Task inputs:
--- Begin ---

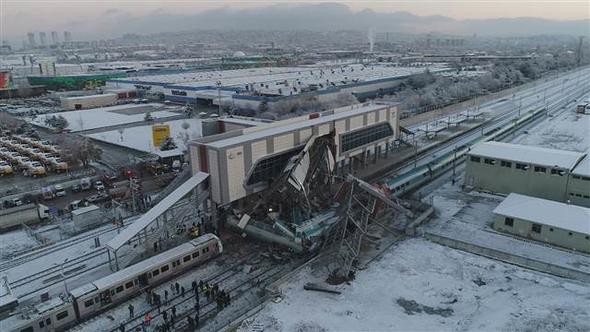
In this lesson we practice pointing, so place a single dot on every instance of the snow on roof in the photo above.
(153, 213)
(109, 116)
(583, 168)
(104, 95)
(140, 137)
(277, 128)
(527, 154)
(560, 215)
(152, 262)
(85, 209)
(269, 80)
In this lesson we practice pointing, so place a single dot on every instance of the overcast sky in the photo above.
(87, 18)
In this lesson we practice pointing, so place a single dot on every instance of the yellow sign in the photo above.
(159, 134)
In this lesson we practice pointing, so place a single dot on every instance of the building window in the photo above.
(178, 92)
(62, 315)
(540, 169)
(509, 221)
(367, 135)
(269, 168)
(555, 171)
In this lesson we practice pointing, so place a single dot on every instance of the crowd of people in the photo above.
(212, 292)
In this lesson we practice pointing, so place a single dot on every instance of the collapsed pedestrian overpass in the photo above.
(181, 207)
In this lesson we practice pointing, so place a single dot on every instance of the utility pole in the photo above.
(218, 97)
(454, 159)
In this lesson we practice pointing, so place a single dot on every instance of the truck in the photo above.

--- End ---

Render all the records above as a numbered list, one line per item, with blank lines dropped and the pictures left out.

Answer to this problem:
1. In this lesson we practice pointing, so place a single dot on every instance of the snow on roof in the photo above.
2. (153, 213)
3. (109, 116)
4. (583, 168)
5. (104, 95)
6. (140, 137)
7. (277, 128)
8. (527, 154)
9. (560, 215)
10. (152, 262)
11. (85, 209)
12. (269, 80)
13. In this lesson we practice pointing, so place a single dot on every instance of the overcast sky in the photo above.
14. (87, 18)
15. In this lesson we practice pointing, so place a single dot on every instance of the yellow sign in the photo above.
16. (159, 134)
17. In this lesson we practice pointing, so place a single dot on every instance of the building window in the photo above.
18. (178, 92)
19. (62, 315)
20. (540, 169)
21. (509, 221)
22. (367, 135)
23. (269, 168)
24. (555, 171)
25. In this lesson we practice pointing, so place a single dot on every instance of the crowd of people in the photo above.
26. (212, 292)
27. In this lesson we practice pointing, so place a single dot on every instance of the collapsed pedestrian overpass in the photo above.
28. (181, 207)
29. In this lesson we practice pointing, so place a single dot on every instance of the utility pole in the photo above.
30. (218, 97)
31. (454, 159)
32. In this lesson we practice pointing, so place a single dot on every instance of the truck in the photo above.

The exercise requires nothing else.